Segmentation mask data
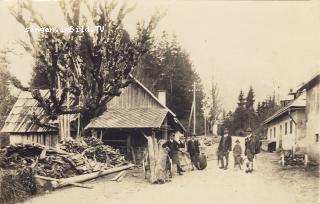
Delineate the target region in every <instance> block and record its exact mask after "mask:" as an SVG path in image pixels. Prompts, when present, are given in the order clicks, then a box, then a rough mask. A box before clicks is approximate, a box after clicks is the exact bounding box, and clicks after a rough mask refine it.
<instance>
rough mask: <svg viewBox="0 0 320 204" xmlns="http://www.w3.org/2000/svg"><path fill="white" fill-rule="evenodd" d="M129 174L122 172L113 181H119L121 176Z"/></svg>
mask: <svg viewBox="0 0 320 204" xmlns="http://www.w3.org/2000/svg"><path fill="white" fill-rule="evenodd" d="M126 173H127V171H121V172H120V173H118V174H117V175H116V176H115V177H113V178H112V179H111V181H117V180H118V179H119V178H120V177H121V176H123V175H125V174H126Z"/></svg>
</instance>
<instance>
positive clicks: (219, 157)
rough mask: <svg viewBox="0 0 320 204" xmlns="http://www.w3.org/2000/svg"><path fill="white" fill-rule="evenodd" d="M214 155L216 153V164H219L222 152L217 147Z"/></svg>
mask: <svg viewBox="0 0 320 204" xmlns="http://www.w3.org/2000/svg"><path fill="white" fill-rule="evenodd" d="M216 155H217V162H218V163H217V164H218V166H219V164H220V161H221V160H222V152H221V151H219V150H218V149H217V152H216Z"/></svg>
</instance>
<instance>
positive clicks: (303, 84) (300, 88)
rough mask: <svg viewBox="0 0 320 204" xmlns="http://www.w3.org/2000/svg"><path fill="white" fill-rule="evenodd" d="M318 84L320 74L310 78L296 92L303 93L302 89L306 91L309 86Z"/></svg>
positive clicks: (318, 83) (318, 81)
mask: <svg viewBox="0 0 320 204" xmlns="http://www.w3.org/2000/svg"><path fill="white" fill-rule="evenodd" d="M319 83H320V73H317V74H316V75H314V76H312V77H311V79H309V80H308V81H307V82H306V83H304V84H303V85H301V86H300V87H299V88H298V90H297V91H303V89H308V88H309V87H310V86H312V85H314V84H319Z"/></svg>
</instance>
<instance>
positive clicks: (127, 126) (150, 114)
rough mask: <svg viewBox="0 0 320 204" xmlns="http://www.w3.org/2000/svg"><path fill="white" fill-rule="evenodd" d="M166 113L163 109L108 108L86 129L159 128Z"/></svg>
mask: <svg viewBox="0 0 320 204" xmlns="http://www.w3.org/2000/svg"><path fill="white" fill-rule="evenodd" d="M167 113H168V111H167V110H166V109H164V108H126V109H123V108H110V109H108V110H107V111H106V112H104V113H103V114H102V115H101V116H99V117H97V118H95V119H93V120H92V121H91V122H90V123H89V124H88V125H87V127H86V129H87V128H160V127H161V125H162V123H163V120H164V119H165V117H166V115H167Z"/></svg>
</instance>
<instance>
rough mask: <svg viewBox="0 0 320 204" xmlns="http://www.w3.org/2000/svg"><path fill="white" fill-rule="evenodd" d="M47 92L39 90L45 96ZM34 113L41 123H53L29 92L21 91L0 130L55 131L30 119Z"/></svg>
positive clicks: (14, 131) (13, 132)
mask: <svg viewBox="0 0 320 204" xmlns="http://www.w3.org/2000/svg"><path fill="white" fill-rule="evenodd" d="M48 94H49V92H48V91H47V90H41V95H42V96H44V97H47V96H48ZM33 114H35V115H36V116H37V117H38V118H39V120H40V122H41V123H53V121H50V120H49V119H48V117H46V115H45V112H44V109H43V108H41V107H40V106H39V104H38V102H37V101H36V100H35V99H33V98H32V95H31V93H30V92H25V91H24V92H21V93H20V94H19V97H18V99H17V101H16V103H15V104H14V106H13V108H12V109H11V111H10V113H9V115H8V117H7V119H6V121H5V124H4V126H3V128H2V130H1V132H9V133H17V132H30V133H31V132H50V131H56V130H55V129H52V128H49V127H40V126H38V125H36V124H34V123H33V122H32V121H31V116H32V115H33Z"/></svg>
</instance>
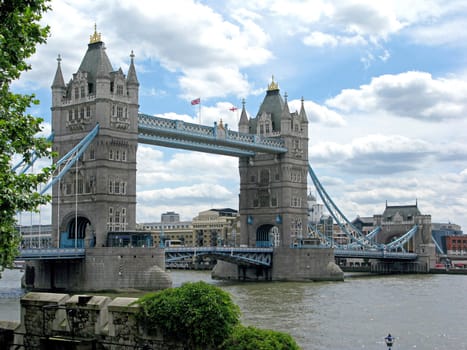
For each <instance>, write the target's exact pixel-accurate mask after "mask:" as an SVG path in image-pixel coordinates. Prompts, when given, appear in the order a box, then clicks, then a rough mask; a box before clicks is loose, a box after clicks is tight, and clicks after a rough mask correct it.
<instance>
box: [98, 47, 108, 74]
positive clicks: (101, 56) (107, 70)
mask: <svg viewBox="0 0 467 350" xmlns="http://www.w3.org/2000/svg"><path fill="white" fill-rule="evenodd" d="M105 56H106V54H105V48H104V46H101V47H100V48H99V60H98V66H97V72H96V78H97V79H99V78H106V79H110V72H109V71H108V68H106V64H105V63H106V62H107V61H106V59H107V60H108V58H107V57H105Z"/></svg>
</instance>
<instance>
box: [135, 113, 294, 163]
mask: <svg viewBox="0 0 467 350" xmlns="http://www.w3.org/2000/svg"><path fill="white" fill-rule="evenodd" d="M138 142H139V143H145V144H150V145H157V146H165V147H171V148H181V149H187V150H193V151H200V152H209V153H215V154H222V155H227V156H234V157H252V156H254V155H255V154H256V153H257V152H262V153H273V154H278V153H285V152H287V148H286V147H285V145H284V141H283V140H282V139H281V138H268V137H262V136H260V135H252V134H243V133H239V132H236V131H232V130H229V129H228V127H227V125H223V124H222V123H220V124H214V126H205V125H200V124H193V123H187V122H184V121H181V120H172V119H166V118H159V117H154V116H150V115H147V114H138Z"/></svg>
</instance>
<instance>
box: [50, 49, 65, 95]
mask: <svg viewBox="0 0 467 350" xmlns="http://www.w3.org/2000/svg"><path fill="white" fill-rule="evenodd" d="M61 61H62V59H61V57H60V55H58V58H57V62H58V63H57V71H56V72H55V77H54V81H53V83H52V88H57V87H58V88H64V87H65V81H64V80H63V74H62V68H61V67H60V62H61Z"/></svg>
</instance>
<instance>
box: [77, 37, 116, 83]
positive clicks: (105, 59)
mask: <svg viewBox="0 0 467 350" xmlns="http://www.w3.org/2000/svg"><path fill="white" fill-rule="evenodd" d="M78 71H79V72H87V73H88V82H90V83H95V82H96V78H97V77H98V75H99V76H101V75H102V74H106V75H107V74H110V73H111V72H112V71H113V68H112V64H111V63H110V60H109V57H107V54H106V52H105V46H104V43H103V42H102V41H98V42H91V43H90V44H88V50H87V51H86V54H85V55H84V58H83V60H82V61H81V65H80V66H79V68H78ZM98 73H99V74H98Z"/></svg>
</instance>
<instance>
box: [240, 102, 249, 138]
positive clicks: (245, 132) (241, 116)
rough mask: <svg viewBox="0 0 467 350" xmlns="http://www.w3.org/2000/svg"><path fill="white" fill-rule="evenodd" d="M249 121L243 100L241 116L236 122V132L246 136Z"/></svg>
mask: <svg viewBox="0 0 467 350" xmlns="http://www.w3.org/2000/svg"><path fill="white" fill-rule="evenodd" d="M249 129H250V127H249V121H248V116H247V114H246V110H245V99H243V100H242V114H241V115H240V120H239V122H238V131H239V132H242V133H245V134H247V133H248V132H249Z"/></svg>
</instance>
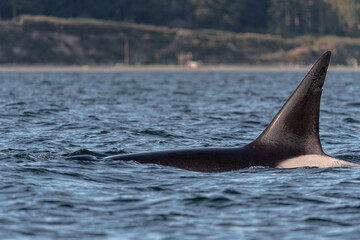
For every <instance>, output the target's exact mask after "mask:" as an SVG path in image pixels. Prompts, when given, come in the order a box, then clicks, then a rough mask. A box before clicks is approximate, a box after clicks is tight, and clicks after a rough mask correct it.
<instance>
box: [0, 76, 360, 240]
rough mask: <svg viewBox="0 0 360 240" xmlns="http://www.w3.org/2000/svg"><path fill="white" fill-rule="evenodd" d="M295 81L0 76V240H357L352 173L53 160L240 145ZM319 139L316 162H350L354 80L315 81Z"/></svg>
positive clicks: (355, 219) (356, 223)
mask: <svg viewBox="0 0 360 240" xmlns="http://www.w3.org/2000/svg"><path fill="white" fill-rule="evenodd" d="M304 76H305V73H304V72H257V73H252V72H140V73H135V72H126V73H0V106H1V113H0V115H1V118H0V238H1V239H359V236H360V169H359V168H329V169H323V168H299V169H271V168H250V169H242V170H237V171H231V172H224V173H197V172H190V171H185V170H180V169H176V168H171V167H164V166H158V165H153V164H148V165H146V164H138V163H136V162H122V161H98V162H81V161H70V160H65V158H66V157H67V156H69V155H72V154H91V155H96V156H109V155H113V154H121V153H136V152H146V151H156V150H165V149H166V150H167V149H179V148H196V147H238V146H243V145H244V144H246V143H248V142H249V141H251V140H253V139H254V138H256V137H257V136H258V135H259V134H260V133H261V132H262V130H263V129H264V128H265V127H266V126H267V124H268V123H269V122H270V121H271V119H272V118H273V117H274V115H275V114H276V113H277V111H278V110H279V109H280V107H281V106H282V104H283V103H284V102H285V100H286V99H287V98H288V97H289V96H290V94H291V93H292V91H293V90H294V89H295V88H296V86H297V85H298V83H299V82H300V81H301V80H302V78H303V77H304ZM320 135H321V139H322V145H323V148H324V150H325V152H327V153H328V154H330V155H332V156H334V157H337V158H341V159H344V160H347V161H352V162H355V163H360V73H351V72H346V73H343V72H329V73H328V76H327V80H326V83H325V86H324V91H323V97H322V104H321V116H320Z"/></svg>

**What is required:** Leaving pictures out, output the lines of the data above from the one with "box: [50, 49, 65, 95]" through the one with "81L0 76V240H357L352 173L53", word for word.

**Reply to the exercise:**
box: [50, 49, 65, 95]
mask: <svg viewBox="0 0 467 350" xmlns="http://www.w3.org/2000/svg"><path fill="white" fill-rule="evenodd" d="M61 61H62V59H61V57H60V55H58V58H57V62H58V63H57V71H56V72H55V77H54V81H53V83H52V88H57V87H58V88H64V87H65V81H64V80H63V74H62V68H61V67H60V62H61Z"/></svg>
</instance>
<instance>
box: [77, 37, 116, 83]
positive clicks: (105, 59)
mask: <svg viewBox="0 0 467 350" xmlns="http://www.w3.org/2000/svg"><path fill="white" fill-rule="evenodd" d="M78 71H79V72H87V73H88V82H90V83H95V82H96V78H97V77H98V75H99V76H101V75H102V74H106V75H107V74H110V73H111V72H112V71H113V68H112V64H111V63H110V60H109V57H107V54H106V52H105V46H104V43H103V42H102V41H98V42H91V43H90V44H88V50H87V51H86V54H85V55H84V58H83V60H82V61H81V65H80V66H79V68H78ZM98 73H99V74H98Z"/></svg>
</instance>
<instance>
box: [240, 102, 249, 138]
positive clicks: (245, 132) (241, 116)
rough mask: <svg viewBox="0 0 467 350" xmlns="http://www.w3.org/2000/svg"><path fill="white" fill-rule="evenodd" d="M249 121L243 100L241 116L236 122V132L246 136Z"/></svg>
mask: <svg viewBox="0 0 467 350" xmlns="http://www.w3.org/2000/svg"><path fill="white" fill-rule="evenodd" d="M249 129H250V127H249V121H248V116H247V114H246V110H245V99H243V100H242V114H241V115H240V120H239V122H238V131H239V132H242V133H245V134H247V133H248V132H249Z"/></svg>
</instance>
For every <instance>, output the target's exact mask after "mask:" as an SVG path in image pixels. Prompts, when given, come in the order a box, then clicks, then a rough mask. A box before clicks is approximate, a box after clicks is tight, and clicks after a rough mask correct it.
<instance>
box: [0, 76, 360, 240]
rough mask: <svg viewBox="0 0 360 240" xmlns="http://www.w3.org/2000/svg"><path fill="white" fill-rule="evenodd" d="M295 81L0 76V240H357L352 173L53 160L240 145ZM319 139L316 162H350L354 80L315 81Z"/></svg>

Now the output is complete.